§ **Exercise prompt**
Rewrite the lines from the line with "Indicate the wooden" up to and including the line with "[1032, 339]", replacing "Indicate" with "Mark" and leaving everything else unchanged. Return only those lines.

(Entries from a point annotation set)
--- begin ---

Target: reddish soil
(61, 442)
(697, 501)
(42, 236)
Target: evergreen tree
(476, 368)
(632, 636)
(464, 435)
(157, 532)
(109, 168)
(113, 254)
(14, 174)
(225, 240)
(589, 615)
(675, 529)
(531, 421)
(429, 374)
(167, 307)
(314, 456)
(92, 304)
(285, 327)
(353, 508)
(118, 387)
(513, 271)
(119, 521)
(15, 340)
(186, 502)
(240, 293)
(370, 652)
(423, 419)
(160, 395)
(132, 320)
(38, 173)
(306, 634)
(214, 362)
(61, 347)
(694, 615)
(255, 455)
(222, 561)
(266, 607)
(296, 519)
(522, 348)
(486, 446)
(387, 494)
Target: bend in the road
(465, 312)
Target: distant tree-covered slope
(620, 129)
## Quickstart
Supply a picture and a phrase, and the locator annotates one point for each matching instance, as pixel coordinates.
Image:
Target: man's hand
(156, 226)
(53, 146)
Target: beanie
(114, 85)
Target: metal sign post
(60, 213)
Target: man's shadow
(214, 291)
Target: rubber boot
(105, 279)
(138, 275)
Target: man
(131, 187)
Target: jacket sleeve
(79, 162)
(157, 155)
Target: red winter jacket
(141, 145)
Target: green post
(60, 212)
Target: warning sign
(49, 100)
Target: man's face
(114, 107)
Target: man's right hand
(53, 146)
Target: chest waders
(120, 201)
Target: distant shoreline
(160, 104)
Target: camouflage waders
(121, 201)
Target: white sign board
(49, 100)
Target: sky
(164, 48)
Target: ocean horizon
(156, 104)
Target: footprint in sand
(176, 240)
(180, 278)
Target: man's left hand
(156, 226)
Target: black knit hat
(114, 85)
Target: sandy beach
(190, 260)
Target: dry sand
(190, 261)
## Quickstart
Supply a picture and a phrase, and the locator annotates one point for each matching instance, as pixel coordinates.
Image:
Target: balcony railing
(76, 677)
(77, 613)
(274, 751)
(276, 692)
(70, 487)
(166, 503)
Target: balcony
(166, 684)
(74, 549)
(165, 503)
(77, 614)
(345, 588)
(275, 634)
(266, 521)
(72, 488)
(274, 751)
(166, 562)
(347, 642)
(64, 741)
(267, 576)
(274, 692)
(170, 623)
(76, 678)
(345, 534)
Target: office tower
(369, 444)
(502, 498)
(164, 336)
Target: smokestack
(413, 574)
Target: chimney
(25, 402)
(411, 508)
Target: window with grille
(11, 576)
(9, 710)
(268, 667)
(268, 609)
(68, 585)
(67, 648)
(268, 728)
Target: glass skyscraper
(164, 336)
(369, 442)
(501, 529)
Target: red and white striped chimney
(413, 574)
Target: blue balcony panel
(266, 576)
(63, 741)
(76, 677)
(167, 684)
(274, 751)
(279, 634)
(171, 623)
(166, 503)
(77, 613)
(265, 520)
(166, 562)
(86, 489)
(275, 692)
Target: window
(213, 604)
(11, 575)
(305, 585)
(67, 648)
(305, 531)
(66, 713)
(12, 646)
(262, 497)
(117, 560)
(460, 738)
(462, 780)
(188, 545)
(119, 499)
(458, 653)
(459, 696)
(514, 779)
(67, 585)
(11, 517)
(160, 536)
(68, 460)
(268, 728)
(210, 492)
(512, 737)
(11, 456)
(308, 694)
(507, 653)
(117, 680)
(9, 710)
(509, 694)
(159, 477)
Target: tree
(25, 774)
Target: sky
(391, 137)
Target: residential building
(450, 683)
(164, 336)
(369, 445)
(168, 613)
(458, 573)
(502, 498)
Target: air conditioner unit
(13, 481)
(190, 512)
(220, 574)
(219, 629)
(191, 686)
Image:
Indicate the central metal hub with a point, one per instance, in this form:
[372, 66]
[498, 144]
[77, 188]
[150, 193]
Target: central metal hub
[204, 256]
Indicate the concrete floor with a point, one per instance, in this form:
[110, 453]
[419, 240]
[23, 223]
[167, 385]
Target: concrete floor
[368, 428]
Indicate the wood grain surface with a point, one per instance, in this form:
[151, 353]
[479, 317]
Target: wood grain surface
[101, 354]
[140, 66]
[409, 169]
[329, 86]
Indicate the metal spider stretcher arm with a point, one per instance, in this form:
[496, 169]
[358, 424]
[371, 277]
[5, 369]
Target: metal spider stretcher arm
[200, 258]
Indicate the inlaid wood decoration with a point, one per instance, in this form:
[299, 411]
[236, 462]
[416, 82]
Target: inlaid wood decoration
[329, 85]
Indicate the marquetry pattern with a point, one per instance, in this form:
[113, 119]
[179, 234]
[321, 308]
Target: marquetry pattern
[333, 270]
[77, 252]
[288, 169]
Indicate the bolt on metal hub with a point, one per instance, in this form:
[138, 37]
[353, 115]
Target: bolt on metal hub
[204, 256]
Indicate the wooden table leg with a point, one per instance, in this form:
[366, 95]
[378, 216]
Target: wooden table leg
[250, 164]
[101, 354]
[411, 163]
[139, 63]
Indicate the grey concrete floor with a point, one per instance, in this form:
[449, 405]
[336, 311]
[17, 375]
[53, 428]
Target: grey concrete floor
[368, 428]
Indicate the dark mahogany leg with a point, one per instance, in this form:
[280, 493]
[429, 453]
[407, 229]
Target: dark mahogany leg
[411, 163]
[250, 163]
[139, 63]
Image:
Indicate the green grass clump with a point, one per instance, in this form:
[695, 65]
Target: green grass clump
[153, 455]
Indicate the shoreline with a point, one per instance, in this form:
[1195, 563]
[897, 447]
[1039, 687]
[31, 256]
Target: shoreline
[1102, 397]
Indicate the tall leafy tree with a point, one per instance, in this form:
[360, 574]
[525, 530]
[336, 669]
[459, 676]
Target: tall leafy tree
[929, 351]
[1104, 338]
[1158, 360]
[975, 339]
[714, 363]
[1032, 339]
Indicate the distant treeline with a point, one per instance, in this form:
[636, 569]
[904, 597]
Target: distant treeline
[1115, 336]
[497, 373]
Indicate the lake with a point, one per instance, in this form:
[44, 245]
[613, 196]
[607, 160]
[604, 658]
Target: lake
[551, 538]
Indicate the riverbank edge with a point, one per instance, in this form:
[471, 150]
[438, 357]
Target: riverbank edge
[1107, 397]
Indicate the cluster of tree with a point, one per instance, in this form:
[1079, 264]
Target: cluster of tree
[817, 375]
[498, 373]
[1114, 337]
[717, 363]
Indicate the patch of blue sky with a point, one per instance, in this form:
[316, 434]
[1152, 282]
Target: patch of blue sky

--- end ---

§ **Written reply**
Mark the wooden table leg with a point, one per instance, in this form:
[366, 95]
[378, 216]
Target: wooden table leg
[250, 164]
[101, 354]
[411, 163]
[139, 63]
Mark the grey concrete floor with a point, one per instance, in this form:
[449, 405]
[336, 311]
[17, 375]
[53, 428]
Target: grey concrete floor
[368, 428]
Mark the dark mahogany leg with a point, one per instance, in this form:
[280, 493]
[429, 453]
[407, 229]
Target: dark mahogany leg
[411, 163]
[250, 163]
[139, 63]
Image:
Mark the green grass clump with a point, one per instance, in this form:
[695, 65]
Target: green grass clump
[153, 455]
Mark the shoreline with a point, one per instance, in this form:
[1195, 563]
[897, 447]
[1039, 687]
[31, 256]
Target: shoreline
[1102, 397]
Mark the tall leafy tree with a point, one per instance, in this form:
[360, 574]
[525, 530]
[336, 669]
[459, 676]
Target: tall leafy tree
[929, 351]
[1104, 338]
[1158, 360]
[975, 339]
[714, 363]
[1032, 339]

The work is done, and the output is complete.